TASK DETAILS -
Copy out the data word for word, from the line containing "Could you mark the region of every instance of the green" to the end of the data, including both the first and the last line.

GIVEN DATA -
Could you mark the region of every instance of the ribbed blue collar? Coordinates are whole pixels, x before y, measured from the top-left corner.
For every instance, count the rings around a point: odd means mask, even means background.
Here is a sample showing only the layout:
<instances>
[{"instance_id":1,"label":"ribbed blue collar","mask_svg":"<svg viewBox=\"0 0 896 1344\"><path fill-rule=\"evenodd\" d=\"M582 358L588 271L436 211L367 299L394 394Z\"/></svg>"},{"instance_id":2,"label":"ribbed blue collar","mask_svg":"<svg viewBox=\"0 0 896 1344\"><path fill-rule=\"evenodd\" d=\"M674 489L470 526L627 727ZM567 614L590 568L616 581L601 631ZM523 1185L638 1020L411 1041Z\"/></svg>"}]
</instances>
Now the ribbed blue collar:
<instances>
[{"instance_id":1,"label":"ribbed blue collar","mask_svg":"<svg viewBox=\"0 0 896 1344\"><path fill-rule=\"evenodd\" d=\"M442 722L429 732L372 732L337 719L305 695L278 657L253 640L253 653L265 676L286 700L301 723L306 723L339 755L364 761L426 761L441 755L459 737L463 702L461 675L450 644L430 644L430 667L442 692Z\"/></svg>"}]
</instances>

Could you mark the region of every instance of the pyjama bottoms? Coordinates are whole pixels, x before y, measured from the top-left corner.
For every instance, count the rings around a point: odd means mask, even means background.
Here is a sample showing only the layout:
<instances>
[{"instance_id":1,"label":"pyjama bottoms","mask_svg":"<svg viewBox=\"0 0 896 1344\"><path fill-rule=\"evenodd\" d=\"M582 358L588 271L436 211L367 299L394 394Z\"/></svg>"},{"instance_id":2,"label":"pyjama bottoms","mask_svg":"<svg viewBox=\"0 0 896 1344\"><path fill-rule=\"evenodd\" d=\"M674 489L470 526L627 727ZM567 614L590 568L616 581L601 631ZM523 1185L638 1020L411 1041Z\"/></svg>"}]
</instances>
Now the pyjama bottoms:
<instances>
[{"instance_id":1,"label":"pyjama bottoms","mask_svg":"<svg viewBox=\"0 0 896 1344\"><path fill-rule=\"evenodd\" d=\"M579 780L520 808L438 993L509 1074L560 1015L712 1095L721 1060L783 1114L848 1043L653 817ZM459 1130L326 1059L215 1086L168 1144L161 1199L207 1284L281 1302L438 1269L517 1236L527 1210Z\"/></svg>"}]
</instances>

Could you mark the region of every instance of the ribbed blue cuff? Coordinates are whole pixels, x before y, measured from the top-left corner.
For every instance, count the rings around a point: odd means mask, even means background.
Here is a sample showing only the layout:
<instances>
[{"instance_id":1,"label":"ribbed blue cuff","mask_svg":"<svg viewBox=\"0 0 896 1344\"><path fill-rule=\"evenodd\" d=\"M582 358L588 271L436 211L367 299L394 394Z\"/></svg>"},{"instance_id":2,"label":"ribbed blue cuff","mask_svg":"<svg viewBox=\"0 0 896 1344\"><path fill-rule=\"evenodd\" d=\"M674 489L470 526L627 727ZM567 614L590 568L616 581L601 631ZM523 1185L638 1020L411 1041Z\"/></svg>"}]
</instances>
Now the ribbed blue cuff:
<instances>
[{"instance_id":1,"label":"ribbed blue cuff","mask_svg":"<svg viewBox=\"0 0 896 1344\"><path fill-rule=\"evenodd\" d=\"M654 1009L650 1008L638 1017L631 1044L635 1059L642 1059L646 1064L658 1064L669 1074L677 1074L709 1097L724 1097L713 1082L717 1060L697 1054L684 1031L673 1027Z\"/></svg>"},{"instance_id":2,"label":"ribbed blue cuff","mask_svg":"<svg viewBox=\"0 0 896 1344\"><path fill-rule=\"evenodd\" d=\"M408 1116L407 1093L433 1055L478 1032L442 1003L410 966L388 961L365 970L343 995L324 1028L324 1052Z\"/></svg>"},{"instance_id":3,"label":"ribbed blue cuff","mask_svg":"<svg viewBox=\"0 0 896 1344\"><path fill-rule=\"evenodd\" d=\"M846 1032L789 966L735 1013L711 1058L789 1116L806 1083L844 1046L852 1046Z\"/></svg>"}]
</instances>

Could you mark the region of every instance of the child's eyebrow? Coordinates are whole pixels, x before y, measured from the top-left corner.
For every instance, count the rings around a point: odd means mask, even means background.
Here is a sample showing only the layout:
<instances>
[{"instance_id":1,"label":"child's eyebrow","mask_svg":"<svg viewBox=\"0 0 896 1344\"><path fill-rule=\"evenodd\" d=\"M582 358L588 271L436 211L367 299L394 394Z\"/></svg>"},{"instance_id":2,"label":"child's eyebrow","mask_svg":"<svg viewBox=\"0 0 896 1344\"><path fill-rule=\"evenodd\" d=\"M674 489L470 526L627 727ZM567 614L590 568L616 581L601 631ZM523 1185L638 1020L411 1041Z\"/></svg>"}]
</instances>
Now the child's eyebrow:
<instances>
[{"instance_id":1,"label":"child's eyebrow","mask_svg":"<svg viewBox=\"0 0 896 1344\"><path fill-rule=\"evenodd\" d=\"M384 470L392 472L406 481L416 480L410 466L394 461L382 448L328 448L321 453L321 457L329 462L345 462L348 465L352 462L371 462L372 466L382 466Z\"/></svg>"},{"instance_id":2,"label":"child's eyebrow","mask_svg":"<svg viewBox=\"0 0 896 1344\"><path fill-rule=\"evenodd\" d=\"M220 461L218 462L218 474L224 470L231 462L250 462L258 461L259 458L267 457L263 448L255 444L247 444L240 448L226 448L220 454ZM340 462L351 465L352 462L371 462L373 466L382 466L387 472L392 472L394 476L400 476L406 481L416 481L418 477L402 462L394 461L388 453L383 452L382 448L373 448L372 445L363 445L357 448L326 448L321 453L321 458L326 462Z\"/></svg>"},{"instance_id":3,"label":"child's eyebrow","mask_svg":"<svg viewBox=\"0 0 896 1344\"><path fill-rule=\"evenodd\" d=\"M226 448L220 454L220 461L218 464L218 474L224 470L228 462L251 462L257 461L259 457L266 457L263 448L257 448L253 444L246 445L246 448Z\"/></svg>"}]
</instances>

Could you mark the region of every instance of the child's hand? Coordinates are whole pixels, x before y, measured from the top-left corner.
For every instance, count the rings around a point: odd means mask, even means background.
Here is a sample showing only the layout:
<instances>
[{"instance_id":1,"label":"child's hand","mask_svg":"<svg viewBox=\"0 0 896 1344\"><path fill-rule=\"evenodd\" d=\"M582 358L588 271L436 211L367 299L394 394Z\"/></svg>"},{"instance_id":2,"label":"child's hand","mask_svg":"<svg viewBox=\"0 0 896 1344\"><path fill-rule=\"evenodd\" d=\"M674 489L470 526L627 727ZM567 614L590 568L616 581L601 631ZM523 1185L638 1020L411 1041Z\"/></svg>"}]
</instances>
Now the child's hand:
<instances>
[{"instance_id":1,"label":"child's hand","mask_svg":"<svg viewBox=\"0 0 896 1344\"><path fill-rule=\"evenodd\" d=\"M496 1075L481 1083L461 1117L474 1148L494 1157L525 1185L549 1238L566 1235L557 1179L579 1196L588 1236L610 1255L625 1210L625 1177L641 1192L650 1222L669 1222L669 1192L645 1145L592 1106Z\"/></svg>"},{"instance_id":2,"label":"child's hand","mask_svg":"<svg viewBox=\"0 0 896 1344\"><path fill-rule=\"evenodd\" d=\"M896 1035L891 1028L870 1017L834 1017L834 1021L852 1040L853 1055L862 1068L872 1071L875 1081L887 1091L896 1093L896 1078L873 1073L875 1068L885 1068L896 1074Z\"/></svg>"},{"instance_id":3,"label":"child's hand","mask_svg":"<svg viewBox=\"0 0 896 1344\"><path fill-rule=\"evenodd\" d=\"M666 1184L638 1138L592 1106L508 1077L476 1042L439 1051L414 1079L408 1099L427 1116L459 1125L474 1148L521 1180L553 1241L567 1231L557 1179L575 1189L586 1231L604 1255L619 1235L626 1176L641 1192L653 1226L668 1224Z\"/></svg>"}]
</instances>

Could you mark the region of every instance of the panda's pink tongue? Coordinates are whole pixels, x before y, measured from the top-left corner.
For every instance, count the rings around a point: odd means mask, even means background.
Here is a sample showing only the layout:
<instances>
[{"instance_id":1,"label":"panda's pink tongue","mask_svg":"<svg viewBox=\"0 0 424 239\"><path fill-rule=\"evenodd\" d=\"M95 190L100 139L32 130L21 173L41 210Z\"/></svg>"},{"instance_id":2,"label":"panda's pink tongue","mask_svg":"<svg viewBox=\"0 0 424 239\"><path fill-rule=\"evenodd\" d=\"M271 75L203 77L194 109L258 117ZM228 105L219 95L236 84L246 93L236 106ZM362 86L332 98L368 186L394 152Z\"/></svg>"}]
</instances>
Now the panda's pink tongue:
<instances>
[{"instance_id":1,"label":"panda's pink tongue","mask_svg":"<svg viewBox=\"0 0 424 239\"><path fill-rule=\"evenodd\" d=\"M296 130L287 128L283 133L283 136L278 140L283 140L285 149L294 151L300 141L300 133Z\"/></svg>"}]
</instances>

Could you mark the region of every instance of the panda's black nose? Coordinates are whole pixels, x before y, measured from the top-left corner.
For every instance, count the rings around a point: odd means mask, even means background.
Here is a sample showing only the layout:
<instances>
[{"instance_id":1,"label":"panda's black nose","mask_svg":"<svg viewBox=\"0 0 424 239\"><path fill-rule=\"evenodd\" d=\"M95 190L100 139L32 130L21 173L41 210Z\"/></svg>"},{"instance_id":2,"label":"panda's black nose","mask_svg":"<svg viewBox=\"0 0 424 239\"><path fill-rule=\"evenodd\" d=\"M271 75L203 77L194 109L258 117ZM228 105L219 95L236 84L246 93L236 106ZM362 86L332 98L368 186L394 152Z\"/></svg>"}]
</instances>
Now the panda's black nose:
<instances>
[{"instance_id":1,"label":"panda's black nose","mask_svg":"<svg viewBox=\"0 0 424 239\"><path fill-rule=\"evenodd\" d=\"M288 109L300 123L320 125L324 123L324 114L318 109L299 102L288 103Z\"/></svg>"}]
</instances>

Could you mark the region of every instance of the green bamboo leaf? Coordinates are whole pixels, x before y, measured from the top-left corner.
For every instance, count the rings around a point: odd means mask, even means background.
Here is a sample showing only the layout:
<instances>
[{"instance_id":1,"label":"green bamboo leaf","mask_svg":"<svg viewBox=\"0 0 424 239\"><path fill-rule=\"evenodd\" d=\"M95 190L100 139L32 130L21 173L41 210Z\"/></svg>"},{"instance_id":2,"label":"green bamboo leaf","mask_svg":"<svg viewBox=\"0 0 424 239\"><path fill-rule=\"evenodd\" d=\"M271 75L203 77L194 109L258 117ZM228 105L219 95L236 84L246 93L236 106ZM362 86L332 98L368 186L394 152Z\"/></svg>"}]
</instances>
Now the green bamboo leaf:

ANSWER FOR THIS EXERCISE -
Could you mark the region of every instance of the green bamboo leaf? Coordinates are whole pixels, x before y, measured from the top-left corner.
For every instance, count the rings around a point: odd means mask, even means background.
Here is a sample showing only the layout:
<instances>
[{"instance_id":1,"label":"green bamboo leaf","mask_svg":"<svg viewBox=\"0 0 424 239\"><path fill-rule=\"evenodd\" d=\"M95 190L100 139L32 130L21 173L41 210Z\"/></svg>"},{"instance_id":2,"label":"green bamboo leaf","mask_svg":"<svg viewBox=\"0 0 424 239\"><path fill-rule=\"evenodd\" d=\"M271 75L203 77L194 109L258 117ZM228 105L219 95L236 84L246 93L236 106ZM362 86L332 98L368 186L394 152Z\"/></svg>"}]
</instances>
Now the green bamboo leaf:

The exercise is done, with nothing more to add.